**YOUR ASSIGNMENT**
Reproduce the lines between the line holding "Every <instance> block" and the line holding "positive clicks: (263, 430)", inclusive.

**RECORDS FOR PROCESSING**
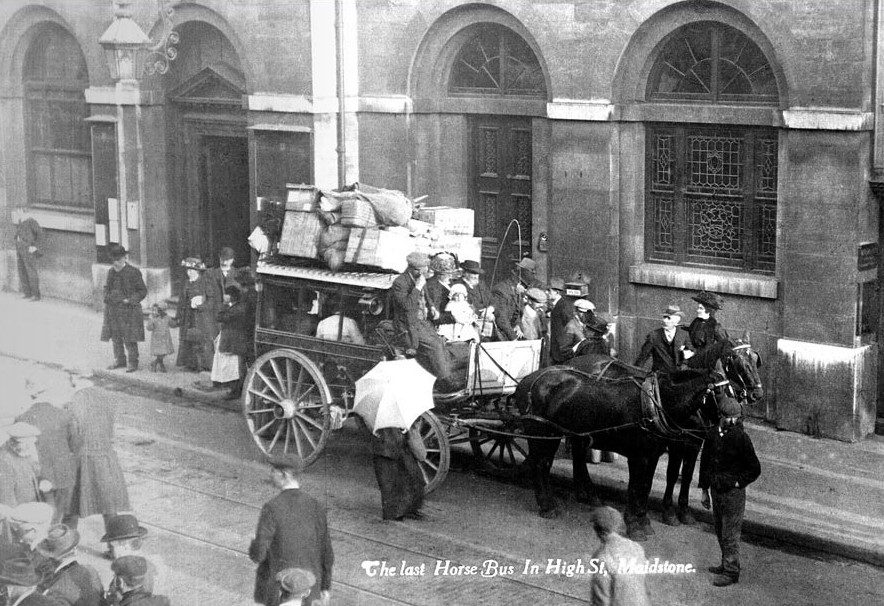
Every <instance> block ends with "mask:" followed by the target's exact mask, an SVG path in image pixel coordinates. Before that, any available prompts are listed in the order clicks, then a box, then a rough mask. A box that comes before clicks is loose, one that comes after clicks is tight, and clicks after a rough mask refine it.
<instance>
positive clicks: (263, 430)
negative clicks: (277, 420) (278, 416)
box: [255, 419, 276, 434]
* * *
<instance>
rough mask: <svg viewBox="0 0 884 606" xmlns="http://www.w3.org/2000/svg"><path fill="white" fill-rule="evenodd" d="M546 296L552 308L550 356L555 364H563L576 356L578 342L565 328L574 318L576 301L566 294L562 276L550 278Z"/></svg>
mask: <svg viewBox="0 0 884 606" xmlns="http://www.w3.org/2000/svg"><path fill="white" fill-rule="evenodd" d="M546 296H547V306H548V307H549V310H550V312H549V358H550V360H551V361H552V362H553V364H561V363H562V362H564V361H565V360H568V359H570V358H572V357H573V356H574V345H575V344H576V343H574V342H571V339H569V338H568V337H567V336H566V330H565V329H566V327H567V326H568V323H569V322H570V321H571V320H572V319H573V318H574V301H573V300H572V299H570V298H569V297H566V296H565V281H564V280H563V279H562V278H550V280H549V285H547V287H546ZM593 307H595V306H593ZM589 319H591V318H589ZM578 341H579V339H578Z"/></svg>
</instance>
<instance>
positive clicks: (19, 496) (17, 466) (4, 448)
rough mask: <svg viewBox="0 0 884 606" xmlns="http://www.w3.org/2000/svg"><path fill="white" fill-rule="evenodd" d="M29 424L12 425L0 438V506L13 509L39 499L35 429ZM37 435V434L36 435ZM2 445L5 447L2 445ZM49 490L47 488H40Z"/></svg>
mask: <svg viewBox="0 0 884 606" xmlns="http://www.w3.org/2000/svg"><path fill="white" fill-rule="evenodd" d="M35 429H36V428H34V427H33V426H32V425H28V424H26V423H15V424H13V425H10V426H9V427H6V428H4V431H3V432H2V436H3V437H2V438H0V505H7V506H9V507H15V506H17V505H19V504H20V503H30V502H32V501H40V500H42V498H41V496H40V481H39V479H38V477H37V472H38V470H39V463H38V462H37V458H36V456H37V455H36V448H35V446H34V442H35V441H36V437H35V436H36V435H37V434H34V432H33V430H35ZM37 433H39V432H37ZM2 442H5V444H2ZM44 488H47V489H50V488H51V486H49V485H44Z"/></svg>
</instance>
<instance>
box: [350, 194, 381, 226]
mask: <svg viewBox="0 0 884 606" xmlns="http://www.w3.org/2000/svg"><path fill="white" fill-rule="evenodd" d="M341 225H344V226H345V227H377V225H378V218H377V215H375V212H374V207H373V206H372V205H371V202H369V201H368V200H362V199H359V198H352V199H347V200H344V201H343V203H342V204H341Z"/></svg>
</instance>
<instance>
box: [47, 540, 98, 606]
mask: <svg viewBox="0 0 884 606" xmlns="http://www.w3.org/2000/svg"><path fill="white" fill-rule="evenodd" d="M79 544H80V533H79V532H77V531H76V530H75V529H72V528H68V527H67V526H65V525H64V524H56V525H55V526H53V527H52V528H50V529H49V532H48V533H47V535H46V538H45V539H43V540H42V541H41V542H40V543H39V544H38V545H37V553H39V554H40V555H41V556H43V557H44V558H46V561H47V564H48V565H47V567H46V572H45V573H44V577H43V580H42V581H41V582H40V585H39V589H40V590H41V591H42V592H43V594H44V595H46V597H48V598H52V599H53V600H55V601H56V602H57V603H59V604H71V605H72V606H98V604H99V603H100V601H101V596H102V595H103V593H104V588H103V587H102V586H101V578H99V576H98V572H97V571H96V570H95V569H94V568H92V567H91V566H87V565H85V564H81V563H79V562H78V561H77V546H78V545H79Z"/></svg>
---
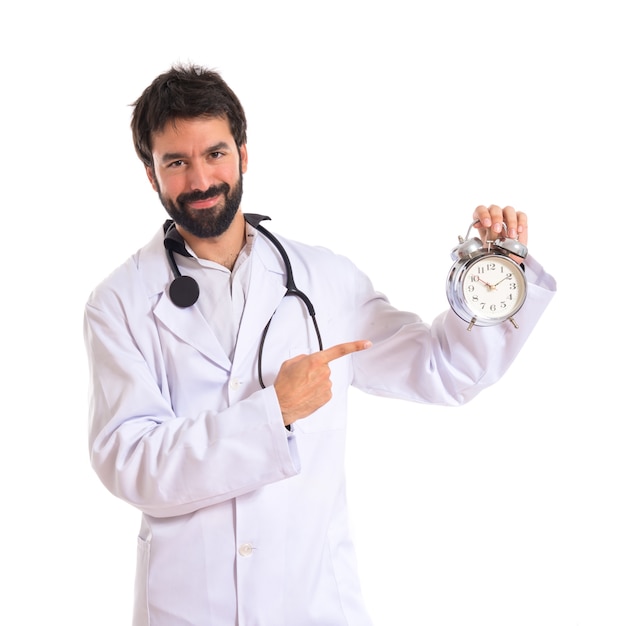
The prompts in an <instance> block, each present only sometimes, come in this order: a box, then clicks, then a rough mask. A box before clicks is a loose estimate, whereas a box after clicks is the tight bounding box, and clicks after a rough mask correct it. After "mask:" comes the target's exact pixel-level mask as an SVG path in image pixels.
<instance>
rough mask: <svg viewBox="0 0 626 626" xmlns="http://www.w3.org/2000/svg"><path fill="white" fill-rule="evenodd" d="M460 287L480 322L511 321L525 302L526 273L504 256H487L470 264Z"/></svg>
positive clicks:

**OUTPUT FOR THIS TASK**
Every <instance> block ends with "mask:" followed by the target's exact mask, an SVG path in image pixel coordinates. Before that, any available prompts are listed in the order clicks, then a box, then a rough mask. A box that comes before clicks is loose, one that comes after clicks is tight, and clicks after a rough mask refine it.
<instance>
positive clicks: (263, 430)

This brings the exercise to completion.